Entries for bounding box labeling
--- Begin ---
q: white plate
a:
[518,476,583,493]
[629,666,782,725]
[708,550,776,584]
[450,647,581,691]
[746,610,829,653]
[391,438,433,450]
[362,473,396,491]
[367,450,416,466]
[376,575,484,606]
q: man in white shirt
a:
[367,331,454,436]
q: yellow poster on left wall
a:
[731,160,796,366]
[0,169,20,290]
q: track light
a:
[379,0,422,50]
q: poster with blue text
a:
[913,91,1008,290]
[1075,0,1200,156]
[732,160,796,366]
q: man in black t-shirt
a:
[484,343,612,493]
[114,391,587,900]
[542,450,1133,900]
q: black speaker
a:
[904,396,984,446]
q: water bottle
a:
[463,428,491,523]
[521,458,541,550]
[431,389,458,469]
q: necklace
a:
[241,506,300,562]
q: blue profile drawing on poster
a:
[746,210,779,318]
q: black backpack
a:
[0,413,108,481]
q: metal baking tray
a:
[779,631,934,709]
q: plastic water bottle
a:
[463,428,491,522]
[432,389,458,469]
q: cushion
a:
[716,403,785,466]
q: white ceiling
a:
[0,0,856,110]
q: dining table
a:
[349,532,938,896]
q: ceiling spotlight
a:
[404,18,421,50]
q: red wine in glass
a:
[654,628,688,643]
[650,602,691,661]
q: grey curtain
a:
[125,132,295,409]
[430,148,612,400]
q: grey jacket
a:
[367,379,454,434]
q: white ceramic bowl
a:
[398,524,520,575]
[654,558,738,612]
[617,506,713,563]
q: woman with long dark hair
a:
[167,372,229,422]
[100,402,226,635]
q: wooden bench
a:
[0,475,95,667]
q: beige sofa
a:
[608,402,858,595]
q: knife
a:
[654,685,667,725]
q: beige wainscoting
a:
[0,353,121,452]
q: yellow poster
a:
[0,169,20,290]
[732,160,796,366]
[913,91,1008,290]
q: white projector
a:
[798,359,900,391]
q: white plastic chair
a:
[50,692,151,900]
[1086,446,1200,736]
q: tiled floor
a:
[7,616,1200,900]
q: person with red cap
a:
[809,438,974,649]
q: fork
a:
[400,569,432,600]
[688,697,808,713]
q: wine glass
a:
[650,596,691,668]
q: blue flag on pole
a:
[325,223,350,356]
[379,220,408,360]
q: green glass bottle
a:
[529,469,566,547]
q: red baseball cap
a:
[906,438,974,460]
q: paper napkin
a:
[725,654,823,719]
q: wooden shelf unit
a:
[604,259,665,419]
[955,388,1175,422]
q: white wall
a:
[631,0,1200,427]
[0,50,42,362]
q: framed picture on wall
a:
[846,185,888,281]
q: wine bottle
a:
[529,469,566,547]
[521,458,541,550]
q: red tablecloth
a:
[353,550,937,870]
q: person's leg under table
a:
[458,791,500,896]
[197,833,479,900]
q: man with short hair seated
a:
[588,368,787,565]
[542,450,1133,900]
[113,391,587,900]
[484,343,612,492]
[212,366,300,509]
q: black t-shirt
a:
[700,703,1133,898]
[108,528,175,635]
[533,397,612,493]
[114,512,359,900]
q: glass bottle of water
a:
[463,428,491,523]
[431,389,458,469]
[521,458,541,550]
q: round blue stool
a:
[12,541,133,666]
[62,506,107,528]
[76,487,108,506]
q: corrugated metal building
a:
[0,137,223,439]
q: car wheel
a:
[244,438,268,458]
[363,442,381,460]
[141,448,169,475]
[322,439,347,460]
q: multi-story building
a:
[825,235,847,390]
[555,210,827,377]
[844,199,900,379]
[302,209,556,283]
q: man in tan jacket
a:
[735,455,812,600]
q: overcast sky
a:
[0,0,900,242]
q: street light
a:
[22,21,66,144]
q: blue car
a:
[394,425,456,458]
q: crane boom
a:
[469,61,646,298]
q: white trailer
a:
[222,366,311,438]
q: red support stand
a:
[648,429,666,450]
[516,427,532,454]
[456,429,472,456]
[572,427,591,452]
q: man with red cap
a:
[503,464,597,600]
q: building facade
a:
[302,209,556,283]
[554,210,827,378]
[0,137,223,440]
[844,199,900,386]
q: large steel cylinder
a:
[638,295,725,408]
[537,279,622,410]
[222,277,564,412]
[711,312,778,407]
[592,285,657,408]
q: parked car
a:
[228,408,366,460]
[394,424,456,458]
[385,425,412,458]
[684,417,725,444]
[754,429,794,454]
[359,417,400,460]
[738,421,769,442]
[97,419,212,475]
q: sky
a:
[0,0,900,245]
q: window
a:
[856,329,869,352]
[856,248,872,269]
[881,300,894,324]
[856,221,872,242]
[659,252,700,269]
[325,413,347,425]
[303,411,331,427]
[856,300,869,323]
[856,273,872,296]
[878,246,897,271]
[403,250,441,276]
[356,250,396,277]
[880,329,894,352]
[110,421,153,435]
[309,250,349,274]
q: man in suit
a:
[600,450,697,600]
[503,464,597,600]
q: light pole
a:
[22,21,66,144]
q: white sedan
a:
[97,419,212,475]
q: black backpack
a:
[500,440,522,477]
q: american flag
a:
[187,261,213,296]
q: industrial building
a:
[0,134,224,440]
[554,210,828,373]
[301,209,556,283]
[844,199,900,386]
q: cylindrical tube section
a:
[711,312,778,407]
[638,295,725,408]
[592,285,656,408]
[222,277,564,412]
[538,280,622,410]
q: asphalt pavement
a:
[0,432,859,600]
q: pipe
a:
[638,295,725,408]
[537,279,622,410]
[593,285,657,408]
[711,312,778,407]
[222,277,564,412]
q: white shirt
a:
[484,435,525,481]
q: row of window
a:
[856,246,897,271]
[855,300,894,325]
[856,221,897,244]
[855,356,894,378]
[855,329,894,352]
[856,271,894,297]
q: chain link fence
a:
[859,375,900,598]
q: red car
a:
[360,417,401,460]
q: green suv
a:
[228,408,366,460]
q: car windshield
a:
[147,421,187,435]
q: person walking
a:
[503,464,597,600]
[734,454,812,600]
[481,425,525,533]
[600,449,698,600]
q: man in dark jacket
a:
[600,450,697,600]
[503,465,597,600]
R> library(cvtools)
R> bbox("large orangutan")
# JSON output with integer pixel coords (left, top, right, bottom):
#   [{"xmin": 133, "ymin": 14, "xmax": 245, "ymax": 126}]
--- End ---
▶ **Task to carry out**:
Reproduce all of the records above verbatim, line for line.

▶ **Right answer**:
q: white plate
a:
[518,476,583,493]
[629,666,782,725]
[708,550,776,584]
[450,647,581,691]
[746,610,829,653]
[391,438,433,450]
[362,473,396,491]
[367,450,416,466]
[376,575,484,606]
q: man in white shirt
a:
[367,331,454,436]
q: yellow poster on left wall
a:
[731,160,796,366]
[0,169,20,290]
q: track light
a:
[379,0,422,50]
q: poster with blue text
a:
[913,91,1008,290]
[1075,0,1200,156]
[732,160,796,366]
q: man in black t-shirt
a:
[484,343,612,493]
[114,391,587,900]
[542,450,1133,900]
q: black speaker
a:
[904,396,984,446]
q: water bottle
a:
[463,428,491,523]
[521,458,541,550]
[431,389,458,469]
q: necklace
a:
[241,506,300,562]
q: blue profile drawing on poster
a:
[746,210,779,318]
q: black backpack
a:
[0,413,108,481]
q: metal baking tray
a:
[779,631,934,709]
q: plastic water bottle
a:
[463,428,491,522]
[432,389,458,469]
q: cushion
a:
[716,403,785,466]
q: white ceiling
a:
[0,0,856,110]
q: dining table
a:
[349,532,938,896]
q: ceiling spotlight
a:
[404,18,421,50]
q: red wine in glass
a:
[654,628,688,643]
[650,602,691,661]
q: grey curtain
a:
[125,132,295,409]
[430,148,612,400]
q: grey jacket
a:
[367,379,454,434]
q: white ceramic bowl
a:
[398,524,520,575]
[654,558,738,612]
[617,506,713,563]
q: woman with long dark hair
a:
[167,372,229,422]
[100,402,226,635]
q: wooden bench
a:
[0,475,95,667]
q: beige sofa
a:
[608,402,858,595]
q: knife
a:
[654,685,667,725]
q: beige wainscoting
a:
[0,353,121,452]
q: yellow poster
a:
[0,169,20,290]
[732,160,796,366]
[913,91,1008,290]
q: white projector
a:
[798,359,900,391]
q: white plastic chair
a:
[50,692,151,900]
[1086,446,1200,736]
q: tiled floor
a:
[7,616,1200,900]
q: person with red cap
a:
[809,438,974,649]
q: fork
a:
[400,569,432,600]
[688,697,808,713]
q: wine glass
a:
[650,596,691,668]
q: blue flag on pole
a:
[325,223,350,356]
[379,220,408,360]
q: green glass bottle
a:
[529,469,566,547]
q: red baseball cap
a:
[906,438,974,460]
q: paper napkin
a:
[725,654,823,719]
q: wooden shelf unit
a:
[604,259,665,419]
[955,388,1175,422]
q: white wall
a:
[631,0,1200,427]
[0,50,42,362]
q: framed picture on wall
a:
[846,185,888,281]
q: wine bottle
a:
[529,469,566,547]
[521,458,541,550]
q: red tablecloth
a:
[353,550,937,870]
q: person's leg under table
a:
[458,791,500,896]
[197,833,479,900]
q: man with short hair seated
a:
[588,368,787,565]
[542,450,1133,900]
[113,391,587,900]
[484,343,612,492]
[212,366,300,509]
q: black t-shirt
a:
[700,703,1133,898]
[108,528,175,635]
[533,397,612,493]
[114,512,359,900]
q: glass bottle of water
a:
[463,428,491,523]
[431,389,458,469]
[521,458,541,550]
q: round blue stool
a:
[12,541,133,666]
[62,506,107,528]
[76,487,108,506]
q: corrugated metal building
a:
[0,137,223,439]
q: car wheel
a:
[244,438,268,458]
[363,442,381,460]
[141,448,169,475]
[322,439,347,460]
q: multi-story building
a:
[825,235,847,390]
[555,210,827,377]
[844,199,900,379]
[302,209,556,283]
q: man in tan jacket
a:
[735,455,812,600]
q: overcast sky
a:
[0,0,900,242]
q: street light
a:
[22,21,66,144]
q: blue car
a:
[394,425,456,458]
q: crane boom
a:
[469,61,646,298]
q: white trailer
a:
[222,366,311,438]
q: red support stand
a:
[648,429,666,450]
[516,427,532,454]
[456,429,472,456]
[572,427,591,452]
q: man with red cap
a:
[503,464,597,600]
q: building facade
a:
[302,209,556,283]
[554,210,827,378]
[0,137,223,440]
[844,199,900,386]
q: large steel cylinder
a:
[638,295,725,408]
[537,279,622,410]
[222,277,564,412]
[711,312,778,407]
[592,285,657,408]
q: parked car
a:
[228,408,366,460]
[394,424,456,458]
[385,425,412,458]
[684,417,725,444]
[754,429,794,454]
[359,417,400,460]
[738,421,769,442]
[97,419,212,475]
q: sky
a:
[0,0,900,245]
q: window
a:
[856,329,869,352]
[856,248,872,269]
[881,300,894,324]
[856,221,872,242]
[659,252,700,269]
[325,413,347,425]
[303,411,331,427]
[856,300,869,323]
[856,273,872,296]
[878,246,897,271]
[403,250,441,276]
[356,250,396,277]
[880,329,894,352]
[110,421,153,435]
[309,250,349,274]
q: man in suit
a:
[600,450,697,600]
[503,464,597,600]
q: light pole
a:
[22,21,66,144]
q: white sedan
a:
[97,419,212,475]
q: black backpack
a:
[500,440,522,477]
q: american flag
a:
[187,261,213,296]
q: industrial building
a:
[0,134,224,440]
[554,210,828,373]
[301,209,556,283]
[844,199,900,386]
q: cylindrical tube section
a:
[711,312,778,407]
[638,295,725,408]
[592,285,656,408]
[222,277,564,412]
[538,280,622,410]
q: asphalt pavement
a:
[0,432,859,600]
q: pipe
a:
[638,295,725,408]
[537,279,622,410]
[593,285,657,408]
[711,312,778,407]
[222,277,564,412]
q: white shirt
a:
[484,435,525,481]
q: row of window
a:
[856,246,897,271]
[855,300,894,325]
[856,221,897,244]
[855,356,894,378]
[855,329,894,352]
[856,271,894,297]
q: chain link fence
a:
[859,375,900,598]
q: red car
a:
[360,417,401,460]
q: green suv
a:
[228,408,366,460]
q: car windshield
a:
[147,421,187,435]
q: person walking
a:
[503,464,597,600]
[734,454,812,600]
[481,425,525,533]
[600,449,698,600]
q: man in dark jacket
a:
[600,450,697,600]
[503,465,597,600]
R> library(cvtools)
R> bbox("large orangutan")
# JSON output with integer pixel coords (left, top, right, bottom):
#   [{"xmin": 133, "ymin": 14, "xmax": 245, "ymax": 126}]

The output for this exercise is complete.